▶ **What this task involves**:
Omit the images, then print each record below exactly as it reads.
• • • •
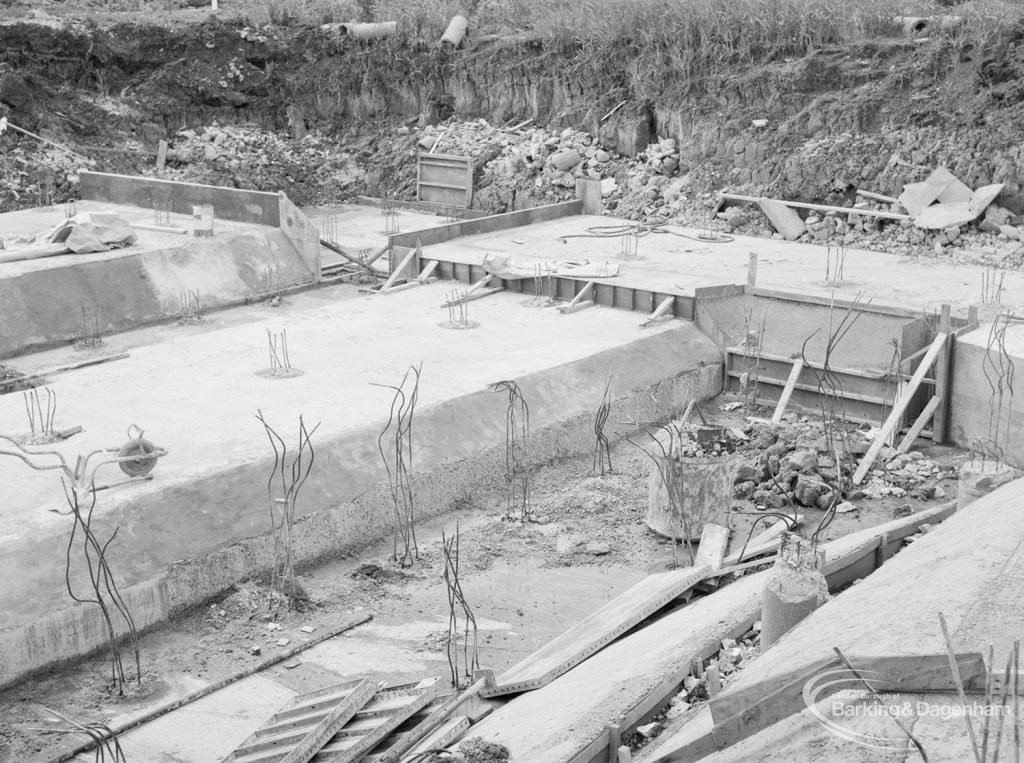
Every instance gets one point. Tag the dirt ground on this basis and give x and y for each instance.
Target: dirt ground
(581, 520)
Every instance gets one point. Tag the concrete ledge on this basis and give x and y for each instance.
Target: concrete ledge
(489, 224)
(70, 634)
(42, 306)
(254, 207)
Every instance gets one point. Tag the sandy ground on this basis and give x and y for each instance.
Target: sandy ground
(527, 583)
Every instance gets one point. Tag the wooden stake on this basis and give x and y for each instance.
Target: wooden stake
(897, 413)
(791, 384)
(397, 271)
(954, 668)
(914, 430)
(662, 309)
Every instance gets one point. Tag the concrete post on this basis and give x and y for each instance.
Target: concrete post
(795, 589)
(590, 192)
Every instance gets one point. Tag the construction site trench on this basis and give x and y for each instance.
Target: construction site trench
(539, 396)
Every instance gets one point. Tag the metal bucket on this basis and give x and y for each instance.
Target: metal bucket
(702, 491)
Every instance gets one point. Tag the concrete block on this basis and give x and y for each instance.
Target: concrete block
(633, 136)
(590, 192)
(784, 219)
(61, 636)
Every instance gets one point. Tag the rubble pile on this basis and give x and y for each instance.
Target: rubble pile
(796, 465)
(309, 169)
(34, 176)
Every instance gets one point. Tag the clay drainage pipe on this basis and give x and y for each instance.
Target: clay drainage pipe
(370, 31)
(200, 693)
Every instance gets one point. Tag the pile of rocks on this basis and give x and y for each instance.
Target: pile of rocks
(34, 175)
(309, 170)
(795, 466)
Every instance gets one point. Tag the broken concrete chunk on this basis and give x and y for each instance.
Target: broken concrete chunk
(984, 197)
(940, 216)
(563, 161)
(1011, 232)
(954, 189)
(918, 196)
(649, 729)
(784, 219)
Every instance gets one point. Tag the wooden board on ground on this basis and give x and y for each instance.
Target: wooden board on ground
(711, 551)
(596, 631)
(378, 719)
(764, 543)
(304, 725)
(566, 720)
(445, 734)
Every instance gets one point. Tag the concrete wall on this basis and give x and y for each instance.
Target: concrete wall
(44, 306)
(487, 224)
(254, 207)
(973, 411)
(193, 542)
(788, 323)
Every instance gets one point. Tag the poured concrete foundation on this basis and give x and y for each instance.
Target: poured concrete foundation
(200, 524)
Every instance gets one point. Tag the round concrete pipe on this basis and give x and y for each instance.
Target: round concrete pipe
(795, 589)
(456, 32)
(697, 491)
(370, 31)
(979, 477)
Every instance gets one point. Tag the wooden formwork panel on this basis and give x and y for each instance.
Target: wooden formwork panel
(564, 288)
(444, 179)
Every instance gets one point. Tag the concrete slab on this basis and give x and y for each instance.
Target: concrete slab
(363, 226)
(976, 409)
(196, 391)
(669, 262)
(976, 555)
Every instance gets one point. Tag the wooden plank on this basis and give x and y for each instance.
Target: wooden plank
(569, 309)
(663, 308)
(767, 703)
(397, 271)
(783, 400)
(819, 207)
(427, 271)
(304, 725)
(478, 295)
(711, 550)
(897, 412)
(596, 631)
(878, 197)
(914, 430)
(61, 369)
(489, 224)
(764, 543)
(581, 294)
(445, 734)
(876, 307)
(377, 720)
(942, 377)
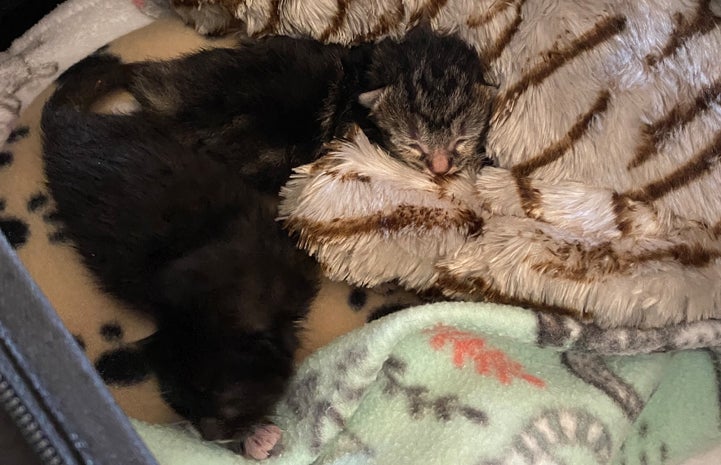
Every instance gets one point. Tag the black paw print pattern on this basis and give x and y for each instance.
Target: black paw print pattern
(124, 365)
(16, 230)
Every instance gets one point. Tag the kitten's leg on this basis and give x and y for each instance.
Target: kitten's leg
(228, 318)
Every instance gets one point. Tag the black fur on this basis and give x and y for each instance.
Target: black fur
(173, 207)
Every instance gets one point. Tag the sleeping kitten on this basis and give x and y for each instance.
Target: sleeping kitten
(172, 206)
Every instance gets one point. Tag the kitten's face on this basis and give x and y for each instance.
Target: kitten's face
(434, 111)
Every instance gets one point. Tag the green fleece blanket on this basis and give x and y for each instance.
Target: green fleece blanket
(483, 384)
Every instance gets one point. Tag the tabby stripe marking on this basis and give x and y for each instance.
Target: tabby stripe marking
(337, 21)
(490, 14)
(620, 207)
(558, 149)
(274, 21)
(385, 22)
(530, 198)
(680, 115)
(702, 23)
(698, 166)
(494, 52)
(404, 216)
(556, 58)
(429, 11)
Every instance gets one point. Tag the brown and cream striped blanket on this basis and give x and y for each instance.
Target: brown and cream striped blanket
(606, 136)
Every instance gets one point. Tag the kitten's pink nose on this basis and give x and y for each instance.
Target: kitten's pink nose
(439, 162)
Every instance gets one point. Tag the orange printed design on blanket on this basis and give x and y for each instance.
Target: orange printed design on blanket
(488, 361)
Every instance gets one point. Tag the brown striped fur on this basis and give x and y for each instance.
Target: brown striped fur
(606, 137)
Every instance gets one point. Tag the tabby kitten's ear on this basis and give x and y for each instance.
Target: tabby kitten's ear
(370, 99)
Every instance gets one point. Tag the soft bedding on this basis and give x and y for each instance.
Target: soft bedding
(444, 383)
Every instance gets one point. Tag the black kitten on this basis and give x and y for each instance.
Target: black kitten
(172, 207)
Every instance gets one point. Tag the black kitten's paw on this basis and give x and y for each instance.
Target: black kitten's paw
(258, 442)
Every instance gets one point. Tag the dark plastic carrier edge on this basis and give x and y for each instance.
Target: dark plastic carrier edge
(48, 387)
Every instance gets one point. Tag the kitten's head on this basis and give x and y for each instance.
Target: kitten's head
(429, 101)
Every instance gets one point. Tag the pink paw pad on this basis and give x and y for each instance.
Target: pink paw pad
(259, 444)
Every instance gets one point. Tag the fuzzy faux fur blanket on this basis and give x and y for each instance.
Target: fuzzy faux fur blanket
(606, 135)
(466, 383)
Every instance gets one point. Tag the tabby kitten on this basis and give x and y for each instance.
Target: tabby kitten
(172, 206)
• • • •
▶ **Worked answer**:
Every instance gets one point. Tag the dirt ground on this basis and give x and y for each instance.
Target: dirt ground
(581, 520)
Every instance gets one point. Tag the concrete ledge on this basis and give x and y for each instance.
Target: concrete ledge
(489, 224)
(70, 634)
(42, 306)
(254, 207)
Every instance gets one point. Tag the sandy ground on this basis and give x and y for each instance.
Target: sandy ground
(527, 583)
Every instance gets one point. Tag the wooden stake on this basis and give x and y for each instance.
Target: wooden stake
(897, 413)
(791, 384)
(397, 271)
(954, 668)
(914, 430)
(662, 309)
Every instance gets one point. Tag the concrete post on this basis and give x and y for each instance.
Target: concrete post
(795, 589)
(590, 192)
Every instance gets one point. Tag the construction site trench on this basis and give x and y for each instance.
Target: construction site trench
(539, 396)
Every instance gets one point. Tag the metal bucket on this basis and give x and y for each instance.
Target: metal bucket
(702, 491)
Every instance gets one point. Tag the concrete block on this basis and give x and y for each instance.
Target: concrete block
(633, 136)
(590, 192)
(784, 219)
(61, 636)
Every instance gets one point. Tag the rubble pile on this basis and give x and y for each instance.
Target: rubble pile
(796, 465)
(309, 169)
(34, 176)
Every instance gets one point. Tag the clay drainage pipe on this basis and give x and y for each instance.
Target: clay drainage pipe
(370, 31)
(200, 693)
Every instance gets one point. Tag the pile of rocks on this basis and give x and y for each instance.
Target: pile of rocks
(34, 175)
(309, 170)
(795, 466)
Every instance gets one point. Tag the broken concrete chunk on this basis and give x and y for each instance.
Target: broken concrete chunk
(984, 197)
(940, 216)
(563, 161)
(1011, 232)
(954, 189)
(918, 196)
(649, 729)
(784, 219)
Every instance gets one point. Tag the wooden board on ground on this basis and give x and y for each instance.
Target: wooden board on ground
(711, 551)
(596, 631)
(378, 719)
(764, 543)
(304, 725)
(566, 720)
(445, 734)
Every instance gets one point. Tag the concrete wall on this basis and give x and y for each instance.
Target: concrete wall
(44, 306)
(487, 224)
(254, 207)
(973, 411)
(193, 542)
(788, 323)
Every instance gets one point. Tag the poured concrete foundation on this basis and give x and y for each instance.
Target: poured concrete foundation
(200, 524)
Every instance gets one point. Tag the round concrete pipe on this basis and give x and y for each instance.
Target: round concrete pipe
(795, 589)
(456, 32)
(697, 491)
(370, 31)
(979, 477)
Every instance gets one point. Tag the wooden formwork panel on this basis and give x and y for each instance.
Target: wooden formwork panel
(564, 288)
(444, 179)
Every instance gets one point. Tag the concrete slab on this basis and give x and y for each instance.
Target: concrete slab
(363, 226)
(976, 409)
(196, 391)
(669, 262)
(976, 555)
Every instance gets one point. Tag the wooden plank on this basis and give x and y for each instance.
Target: wooden plank
(569, 309)
(663, 308)
(767, 703)
(397, 271)
(783, 400)
(819, 207)
(427, 271)
(304, 725)
(478, 295)
(711, 550)
(897, 412)
(596, 631)
(878, 197)
(914, 430)
(61, 369)
(489, 224)
(764, 543)
(581, 294)
(445, 734)
(876, 307)
(377, 720)
(942, 377)
Every instance gets one point. Tag the black paw print pattern on this basis and give x and y for each instance.
Target: black paw print pattern
(124, 365)
(16, 230)
Every instance gets one point. Tag the kitten's leg on this basis and give x and y for each instance.
Target: kitten's leg
(228, 318)
Every instance gets one point. Tag the black fur on this basis and give x and y for each instance.
Target: black fur
(173, 207)
Every instance gets one point. Tag the sleeping kitten on this basis and give x and y for each instance.
Target: sleeping kitten
(172, 206)
Every instance gets one point. Tag the kitten's face on this basis and give x and y for each instance.
Target: kitten's face
(434, 111)
Every instance gets one point. Tag the green fleece blanket on this basis and give x and y for each instance.
Target: green fleece blanket
(483, 384)
Every instance gets one point. Tag the tabby stripe marking on this basis and give x and y for each instance.
Target: tabby stripe marking
(337, 21)
(490, 14)
(620, 207)
(558, 149)
(274, 21)
(385, 22)
(530, 198)
(680, 115)
(702, 23)
(698, 166)
(494, 52)
(404, 216)
(556, 58)
(429, 11)
Every instance gets one point. Tag the brown and cream striped blanket on this basis and give x and y for each instance.
Target: brown and cream striped blanket
(606, 136)
Every instance gets one point. Tag the kitten's pink nose on this basis and give x and y for each instance.
Target: kitten's pink nose
(439, 162)
Every instance gets one point. Tag the orange printed design on blanket on this basis and give x and y for each instance.
Target: orange printed design on blanket
(488, 361)
Every instance gets one point. Tag the brown striped fur on this basis and give x and y for each instance.
Target: brown striped fur
(606, 137)
Every instance gets one point. Tag the tabby kitten's ear on this basis and give x and y for each instance.
Target: tabby kitten's ear
(370, 99)
Every instance gets one point. Tag the soft bedding on this basis and give x and y for each instance.
Target: soft bedding
(444, 383)
Every instance gets one point. Tag the black kitten on this basis and give x and y for each instance.
Target: black kitten
(172, 207)
Every instance gets one point. Tag the black kitten's paw on this basis and give x and y for each instance.
Target: black kitten's paw
(258, 442)
Every instance gets one point. Tag the dark plastic carrier edge on this basis and give x and y for each instance.
Target: dark plastic carrier edge
(48, 387)
Every instance gets one point. Tag the kitten's head on this basis and give x and y for each instance.
Target: kitten's head
(429, 101)
Every instance gets one point. Tag the pink paw pad on this basis and give x and y for each instance.
Target: pink paw pad
(259, 444)
Every instance gets one point. Tag the fuzzy faux fur blanket on this basis and give x and y for each instance.
Target: fuzzy faux fur blanket
(606, 135)
(466, 383)
Every instance gets one point. Tag the tabby kitten on this basis and give x and y for each instance.
Target: tabby kitten
(172, 206)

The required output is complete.